→ **Referring expression pointing data**:
——————
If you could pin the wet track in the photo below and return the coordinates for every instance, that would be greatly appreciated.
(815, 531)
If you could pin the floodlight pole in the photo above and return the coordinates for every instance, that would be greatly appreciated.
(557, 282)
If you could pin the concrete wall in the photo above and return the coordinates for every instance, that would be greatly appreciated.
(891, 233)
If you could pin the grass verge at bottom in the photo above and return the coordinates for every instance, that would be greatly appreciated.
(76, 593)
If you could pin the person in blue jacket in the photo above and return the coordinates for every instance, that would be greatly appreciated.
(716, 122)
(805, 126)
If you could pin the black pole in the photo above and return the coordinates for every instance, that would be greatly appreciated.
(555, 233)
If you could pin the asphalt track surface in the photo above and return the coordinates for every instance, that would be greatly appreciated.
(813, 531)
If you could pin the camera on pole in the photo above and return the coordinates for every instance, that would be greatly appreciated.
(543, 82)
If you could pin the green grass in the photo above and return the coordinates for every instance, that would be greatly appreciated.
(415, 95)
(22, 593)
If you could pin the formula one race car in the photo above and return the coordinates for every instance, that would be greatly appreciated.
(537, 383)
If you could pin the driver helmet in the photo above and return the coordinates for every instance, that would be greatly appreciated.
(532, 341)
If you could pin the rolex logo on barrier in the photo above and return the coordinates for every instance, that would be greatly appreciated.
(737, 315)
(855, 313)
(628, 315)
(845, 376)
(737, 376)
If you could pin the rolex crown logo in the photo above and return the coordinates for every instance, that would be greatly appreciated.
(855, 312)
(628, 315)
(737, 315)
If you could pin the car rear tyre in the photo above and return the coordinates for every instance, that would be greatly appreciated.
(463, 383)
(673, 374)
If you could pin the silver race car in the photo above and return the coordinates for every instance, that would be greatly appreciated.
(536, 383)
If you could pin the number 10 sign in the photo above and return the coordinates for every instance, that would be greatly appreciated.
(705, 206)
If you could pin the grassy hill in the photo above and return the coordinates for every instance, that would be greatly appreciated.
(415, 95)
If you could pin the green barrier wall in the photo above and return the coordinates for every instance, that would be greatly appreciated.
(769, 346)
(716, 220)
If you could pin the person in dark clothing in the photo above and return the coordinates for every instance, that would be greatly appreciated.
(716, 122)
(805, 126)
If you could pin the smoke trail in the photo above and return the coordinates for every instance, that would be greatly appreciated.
——————
→ **TASK DETAILS**: Print each of the lines above again, unchanged.

→ **EXERCISE RESULT**:
If you could pin the wet track in the photo below and return the coordinates for every instance, that would be greatly appreciated.
(815, 531)
If you could pin the floodlight pole in the photo above and return the coordinates for every instance, that would be greatly appreciated.
(557, 282)
If you could pin the concrete wall in the photo above and return the coordinates for every instance, that would be greatly appreciated.
(891, 233)
If you could pin the grass verge at bottom in the photo above and return the coordinates for every instance, that would be greatly appreciated.
(76, 593)
If you could pin the person in blue jacket in the photo above and return the coordinates for every instance, that would be greatly appreciated.
(716, 122)
(805, 126)
If you could pin the black pole in the photo above and return the coordinates for every instance, that would be greatly appreciated.
(555, 233)
If you could pin the asphalt track surface in the photo above and return the coordinates for every instance, that would be greatly appreciated.
(813, 531)
If you could pin the camera on pole in the photo above and return the coordinates for every instance, that would be greatly appreciated.
(543, 82)
If you could pin the green grass in the photo above and return the coordinates for every instance, that would be greatly appreciated.
(415, 95)
(22, 593)
If you could pin the formula one race car in the photo above and return the coordinates for every instance, that would be greatly appreciated.
(537, 383)
If you could pin the driver helmet in the photo above and return the coordinates for every instance, that would be greatly appreciated.
(532, 341)
If you could pin the rolex logo on barrier in the photo above and return the coordinates for every instance, that would be greatly appreciated.
(737, 315)
(855, 313)
(628, 315)
(845, 376)
(737, 376)
If you could pin the rolex crown logo in the photo above and return the coordinates for every instance, that would be greatly appreciated.
(855, 312)
(628, 315)
(737, 315)
If you could pin the car rear tyre in the photo above and return the coordinates for every instance, that would be greatly appreciated.
(463, 383)
(673, 374)
If you could pin the silver race car in the photo above and return the coordinates for every instance, that would be greatly appreciated.
(536, 383)
If you could pin the number 10 sign in the photo above and return the coordinates for every instance, that would be greatly appreciated.
(705, 206)
If you could pin the grassy hill in the photo above and return the coordinates for every instance, that would be greatly appreciated.
(415, 95)
If you could pin the green barrier wall in the photo above and return the coordinates for every instance, that would be greatly appreciated.
(769, 346)
(716, 220)
If you could pin the person in dark clothing in the photo above and return the coordinates for every instance, that would be greatly appreciated.
(716, 122)
(805, 126)
If you could pin the smoke trail in the photo above and return the coordinates for every instance, that would be greatly appreciated.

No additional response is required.